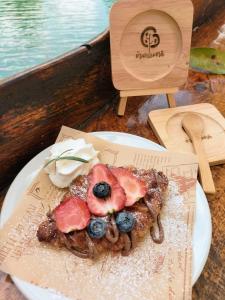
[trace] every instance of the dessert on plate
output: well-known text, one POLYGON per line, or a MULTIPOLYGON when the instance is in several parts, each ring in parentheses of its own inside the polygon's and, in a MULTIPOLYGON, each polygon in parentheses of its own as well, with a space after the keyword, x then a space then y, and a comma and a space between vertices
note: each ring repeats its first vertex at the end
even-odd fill
MULTIPOLYGON (((63 247, 76 256, 91 259, 106 251, 128 255, 149 231, 154 242, 163 242, 160 212, 168 179, 162 172, 132 166, 109 166, 97 162, 96 155, 92 155, 93 163, 87 155, 79 156, 79 161, 76 161, 75 156, 68 155, 69 151, 62 148, 61 154, 50 157, 47 168, 50 164, 64 162, 64 173, 68 173, 65 172, 67 169, 73 170, 76 175, 72 181, 63 179, 68 184, 67 192, 40 224, 37 230, 40 242, 63 247), (59 157, 61 159, 57 160, 59 157), (74 159, 70 160, 71 157, 74 159), (89 164, 90 169, 86 168, 78 175, 74 162, 79 168, 80 164, 89 164), (158 227, 158 234, 155 227, 158 227)), ((57 165, 51 168, 56 174, 57 165)), ((49 168, 47 172, 50 174, 49 168)), ((58 179, 56 181, 59 183, 58 179)))

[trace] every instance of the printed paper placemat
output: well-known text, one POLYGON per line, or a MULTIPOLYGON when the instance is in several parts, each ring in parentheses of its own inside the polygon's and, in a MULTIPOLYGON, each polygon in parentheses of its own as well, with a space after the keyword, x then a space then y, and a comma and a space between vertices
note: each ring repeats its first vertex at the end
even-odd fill
POLYGON ((117 145, 68 127, 62 127, 57 141, 81 137, 100 151, 102 163, 155 168, 167 175, 164 242, 154 244, 147 235, 127 257, 106 253, 93 261, 39 243, 38 225, 65 193, 41 170, 0 230, 0 269, 75 300, 191 299, 196 157, 117 145))

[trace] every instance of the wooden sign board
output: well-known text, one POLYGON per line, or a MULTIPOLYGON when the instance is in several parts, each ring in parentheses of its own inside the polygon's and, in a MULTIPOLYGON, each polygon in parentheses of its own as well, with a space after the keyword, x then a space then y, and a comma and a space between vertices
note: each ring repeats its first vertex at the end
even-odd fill
POLYGON ((182 85, 188 74, 192 22, 190 0, 115 3, 110 13, 114 86, 129 91, 182 85))

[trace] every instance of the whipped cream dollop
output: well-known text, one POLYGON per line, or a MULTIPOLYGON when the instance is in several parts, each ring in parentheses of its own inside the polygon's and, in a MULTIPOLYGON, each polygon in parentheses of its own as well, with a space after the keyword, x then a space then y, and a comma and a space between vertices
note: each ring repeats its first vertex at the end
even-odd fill
POLYGON ((87 144, 84 139, 68 139, 54 144, 50 150, 50 156, 46 160, 44 168, 54 185, 59 188, 65 188, 79 175, 87 175, 89 170, 99 162, 98 151, 92 144, 87 144), (70 159, 60 159, 63 157, 79 157, 88 161, 88 163, 79 162, 70 159), (53 160, 52 162, 50 162, 53 160))

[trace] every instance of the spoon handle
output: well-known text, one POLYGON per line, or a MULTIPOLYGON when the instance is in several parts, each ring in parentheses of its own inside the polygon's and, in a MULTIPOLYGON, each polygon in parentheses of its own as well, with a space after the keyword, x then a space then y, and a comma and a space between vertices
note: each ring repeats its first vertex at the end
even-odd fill
POLYGON ((206 157, 204 147, 202 145, 202 141, 201 139, 194 138, 192 139, 192 143, 195 149, 195 153, 198 156, 199 174, 200 174, 203 190, 207 194, 214 194, 216 192, 215 185, 213 182, 209 162, 206 157))

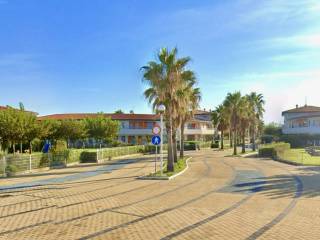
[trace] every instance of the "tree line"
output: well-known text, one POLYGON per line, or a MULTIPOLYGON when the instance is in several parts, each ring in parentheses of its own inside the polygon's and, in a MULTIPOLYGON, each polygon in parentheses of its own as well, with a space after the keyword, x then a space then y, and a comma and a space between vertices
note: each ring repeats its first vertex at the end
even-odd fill
MULTIPOLYGON (((174 162, 178 160, 177 130, 180 129, 181 136, 184 136, 184 125, 194 115, 201 99, 200 89, 196 87, 196 75, 187 69, 190 60, 190 57, 178 58, 177 48, 171 51, 162 48, 155 61, 142 67, 143 81, 147 84, 145 98, 156 113, 160 105, 166 108, 164 118, 168 141, 168 171, 174 171, 174 162)), ((183 137, 181 146, 184 146, 183 137)), ((183 155, 182 147, 180 157, 183 155)))
POLYGON ((23 144, 28 144, 32 153, 36 140, 57 140, 67 143, 76 140, 95 139, 102 142, 113 141, 119 131, 119 122, 105 118, 102 113, 84 120, 41 120, 32 112, 8 107, 0 111, 0 150, 16 152, 17 145, 23 152, 23 144))
POLYGON ((263 95, 256 92, 244 96, 240 92, 227 95, 212 113, 213 124, 221 132, 221 149, 224 148, 225 133, 229 132, 234 155, 237 155, 238 143, 245 153, 247 136, 250 136, 253 151, 256 150, 257 135, 263 130, 264 104, 263 95))

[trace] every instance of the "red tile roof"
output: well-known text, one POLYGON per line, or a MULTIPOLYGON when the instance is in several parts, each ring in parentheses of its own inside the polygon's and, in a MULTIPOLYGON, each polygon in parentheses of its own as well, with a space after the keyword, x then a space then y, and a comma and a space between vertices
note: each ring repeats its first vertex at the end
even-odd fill
POLYGON ((288 111, 282 112, 282 115, 285 113, 314 113, 314 112, 320 112, 320 107, 315 107, 315 106, 303 106, 303 107, 298 107, 294 109, 290 109, 288 111))
MULTIPOLYGON (((110 117, 113 120, 159 120, 159 115, 155 114, 118 114, 118 113, 105 113, 105 117, 110 117)), ((38 117, 39 120, 81 120, 85 118, 95 118, 99 116, 98 113, 65 113, 65 114, 52 114, 38 117)))

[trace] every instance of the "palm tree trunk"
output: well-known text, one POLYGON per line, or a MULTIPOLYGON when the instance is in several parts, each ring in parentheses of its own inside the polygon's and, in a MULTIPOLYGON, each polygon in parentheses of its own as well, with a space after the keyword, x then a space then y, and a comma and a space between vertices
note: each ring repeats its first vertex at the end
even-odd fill
POLYGON ((20 153, 22 153, 22 142, 20 142, 20 153))
POLYGON ((252 132, 252 151, 256 151, 256 129, 255 126, 252 132))
POLYGON ((167 171, 173 172, 174 171, 174 160, 172 154, 172 131, 171 126, 167 128, 167 136, 168 136, 168 164, 167 164, 167 171))
POLYGON ((246 152, 246 135, 245 133, 243 132, 242 133, 242 153, 245 153, 246 152))
POLYGON ((12 144, 12 149, 13 149, 13 155, 16 154, 16 143, 12 144))
POLYGON ((180 158, 183 158, 184 157, 184 122, 181 123, 181 126, 180 126, 180 134, 181 134, 181 147, 180 147, 180 158))
POLYGON ((233 155, 237 155, 237 130, 233 132, 233 155))
POLYGON ((32 142, 29 142, 29 153, 32 154, 32 142))
POLYGON ((231 132, 231 130, 229 132, 229 142, 230 142, 230 147, 232 148, 233 147, 233 133, 231 132))
POLYGON ((176 131, 172 132, 172 147, 173 147, 173 160, 174 162, 178 162, 178 153, 177 153, 177 134, 176 131))
POLYGON ((224 149, 223 136, 224 136, 224 133, 223 133, 223 130, 221 130, 221 149, 222 150, 224 149))

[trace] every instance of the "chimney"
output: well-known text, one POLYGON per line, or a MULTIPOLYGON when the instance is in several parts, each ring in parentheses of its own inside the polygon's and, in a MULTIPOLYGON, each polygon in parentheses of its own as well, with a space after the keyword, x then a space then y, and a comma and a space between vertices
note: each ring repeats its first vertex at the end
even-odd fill
POLYGON ((298 104, 296 105, 296 108, 299 108, 299 105, 298 105, 298 104))

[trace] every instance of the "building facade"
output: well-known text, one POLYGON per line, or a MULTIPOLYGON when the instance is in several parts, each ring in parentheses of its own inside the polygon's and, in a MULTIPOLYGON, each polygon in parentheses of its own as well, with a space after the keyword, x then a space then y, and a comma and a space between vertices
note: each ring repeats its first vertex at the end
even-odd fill
MULTIPOLYGON (((83 120, 96 117, 92 113, 75 114, 53 114, 38 117, 39 120, 83 120)), ((160 116, 156 114, 104 114, 112 120, 120 122, 118 140, 127 144, 148 144, 151 142, 152 128, 160 125, 160 116)), ((164 124, 165 125, 165 124, 164 124)), ((166 141, 164 131, 164 141, 166 141)), ((197 111, 193 119, 185 124, 184 139, 196 141, 211 141, 214 135, 214 128, 211 122, 211 113, 197 111)), ((177 133, 180 139, 180 132, 177 133)), ((182 136, 181 136, 182 137, 182 136)))
POLYGON ((284 111, 284 134, 320 134, 320 107, 303 106, 284 111))

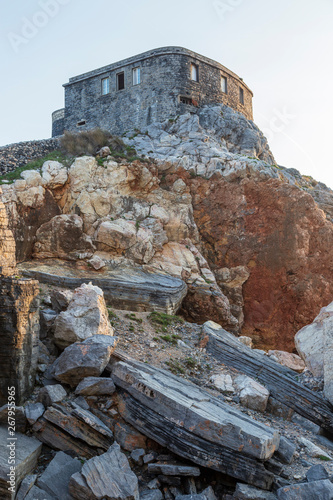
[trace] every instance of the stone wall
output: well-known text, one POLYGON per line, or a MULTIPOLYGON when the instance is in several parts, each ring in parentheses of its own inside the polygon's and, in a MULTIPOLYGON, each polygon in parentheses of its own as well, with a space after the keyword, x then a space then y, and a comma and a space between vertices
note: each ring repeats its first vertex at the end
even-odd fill
POLYGON ((59 139, 17 142, 2 146, 0 147, 0 175, 23 167, 30 161, 43 158, 55 149, 59 149, 59 139))
MULTIPOLYGON (((140 54, 69 80, 65 87, 66 130, 101 127, 122 134, 153 122, 163 121, 184 106, 193 109, 223 103, 246 118, 253 118, 252 92, 235 73, 221 64, 180 47, 165 47, 140 54), (191 79, 191 65, 198 69, 198 81, 191 79), (141 83, 133 85, 132 70, 141 70, 141 83), (117 90, 117 74, 123 72, 125 88, 117 90), (227 92, 221 77, 227 79, 227 92), (110 92, 102 95, 102 80, 109 78, 110 92), (244 104, 240 101, 243 91, 244 104), (185 104, 184 104, 185 101, 185 104)), ((59 110, 54 115, 54 135, 59 130, 59 110)))

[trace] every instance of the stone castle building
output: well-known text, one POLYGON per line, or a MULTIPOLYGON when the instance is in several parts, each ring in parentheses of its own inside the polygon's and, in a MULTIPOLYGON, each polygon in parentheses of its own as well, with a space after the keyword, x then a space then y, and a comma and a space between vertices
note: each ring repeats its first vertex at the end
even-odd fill
POLYGON ((163 47, 70 78, 52 136, 100 127, 144 128, 194 107, 223 103, 252 120, 253 93, 222 64, 182 47, 163 47))

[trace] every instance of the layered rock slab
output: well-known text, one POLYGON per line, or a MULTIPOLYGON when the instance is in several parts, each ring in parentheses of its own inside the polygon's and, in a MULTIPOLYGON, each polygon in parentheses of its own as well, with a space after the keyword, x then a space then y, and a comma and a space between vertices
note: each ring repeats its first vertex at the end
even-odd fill
POLYGON ((184 458, 268 489, 262 461, 279 445, 268 429, 169 372, 127 359, 115 363, 120 413, 141 433, 184 458))
POLYGON ((187 293, 186 284, 179 278, 131 267, 103 272, 98 277, 59 261, 48 265, 28 262, 19 268, 24 276, 63 288, 78 288, 91 282, 103 290, 108 305, 129 311, 176 314, 187 293))
POLYGON ((72 476, 69 488, 76 500, 139 500, 138 479, 117 443, 88 460, 81 473, 72 476))
MULTIPOLYGON (((22 481, 22 479, 30 474, 36 464, 37 459, 41 453, 42 443, 35 438, 25 436, 24 434, 15 434, 16 440, 10 440, 11 436, 8 434, 7 427, 0 427, 0 496, 3 500, 13 500, 15 497, 15 490, 22 481), (10 451, 12 446, 15 455, 15 480, 13 490, 8 488, 12 485, 8 483, 11 462, 10 451), (16 483, 16 484, 15 484, 16 483)), ((13 466, 13 465, 12 465, 13 466)))

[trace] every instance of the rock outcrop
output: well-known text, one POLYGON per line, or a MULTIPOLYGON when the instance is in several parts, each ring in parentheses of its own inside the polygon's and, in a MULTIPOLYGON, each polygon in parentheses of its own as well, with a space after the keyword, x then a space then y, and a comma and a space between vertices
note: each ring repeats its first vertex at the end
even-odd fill
MULTIPOLYGON (((1 191, 0 191, 1 195, 1 191)), ((32 391, 38 361, 38 282, 17 276, 15 241, 0 202, 0 404, 32 391)))
POLYGON ((332 223, 309 194, 251 170, 187 182, 211 269, 249 271, 242 333, 292 351, 295 332, 332 300, 332 223))
MULTIPOLYGON (((157 284, 159 279, 163 283, 158 275, 164 274, 165 279, 182 280, 185 292, 186 283, 183 309, 188 317, 201 321, 213 316, 225 327, 239 329, 228 299, 200 252, 192 197, 181 179, 175 179, 171 189, 163 189, 152 163, 117 163, 111 157, 103 165, 95 158, 80 157, 66 172, 60 163, 46 162, 41 174, 28 171, 24 179, 4 186, 3 199, 13 228, 25 220, 20 215, 23 206, 23 213, 33 207, 39 210, 47 196, 62 212, 53 217, 49 213, 47 220, 31 230, 36 265, 42 259, 44 265, 49 259, 69 260, 90 274, 97 270, 99 278, 122 269, 122 277, 155 275, 157 284)), ((30 244, 28 248, 17 237, 17 245, 22 260, 30 259, 30 244)), ((124 293, 116 295, 119 300, 124 293)), ((182 299, 183 291, 172 312, 179 309, 182 299)), ((136 306, 134 302, 133 298, 132 310, 141 310, 140 301, 136 306)))

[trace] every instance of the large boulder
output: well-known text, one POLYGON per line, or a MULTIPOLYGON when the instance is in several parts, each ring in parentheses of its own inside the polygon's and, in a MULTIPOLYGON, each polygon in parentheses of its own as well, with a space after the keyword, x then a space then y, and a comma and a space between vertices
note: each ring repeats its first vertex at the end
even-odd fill
POLYGON ((91 283, 74 292, 66 311, 55 320, 54 340, 64 349, 93 335, 113 335, 103 291, 91 283))
POLYGON ((139 500, 138 478, 117 443, 88 460, 81 473, 72 476, 69 491, 77 500, 139 500))
POLYGON ((116 337, 109 335, 94 335, 70 345, 54 362, 55 378, 75 387, 86 377, 99 377, 116 345, 116 337))
POLYGON ((298 354, 315 377, 324 376, 325 331, 333 318, 333 302, 295 335, 298 354))
POLYGON ((33 257, 77 260, 92 257, 95 247, 83 231, 83 220, 78 215, 56 215, 42 224, 36 233, 33 257))

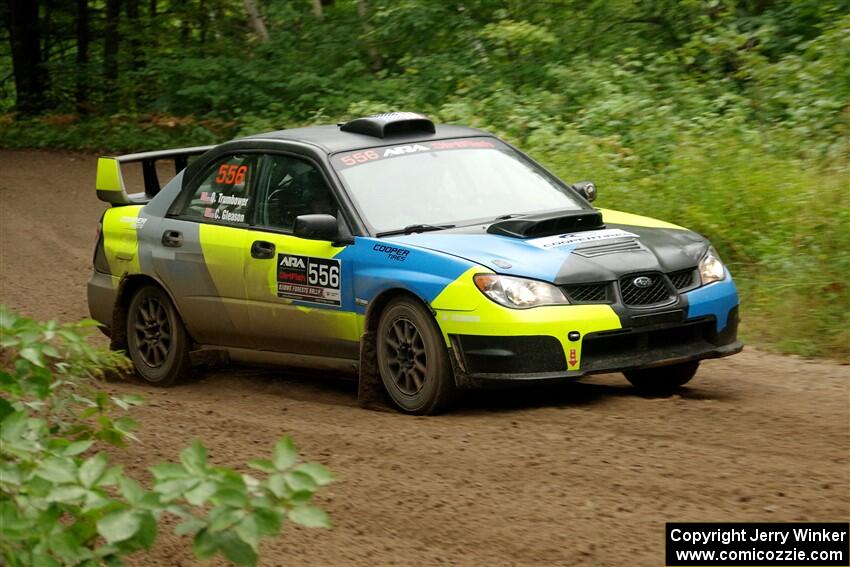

PROBLEM TO WORK ON:
Filter the entries above and keep only the lines with the word "building".

OUTPUT OF THE EXERCISE:
[trace] every instance of the "building facade"
[trace] every instance of the stone castle building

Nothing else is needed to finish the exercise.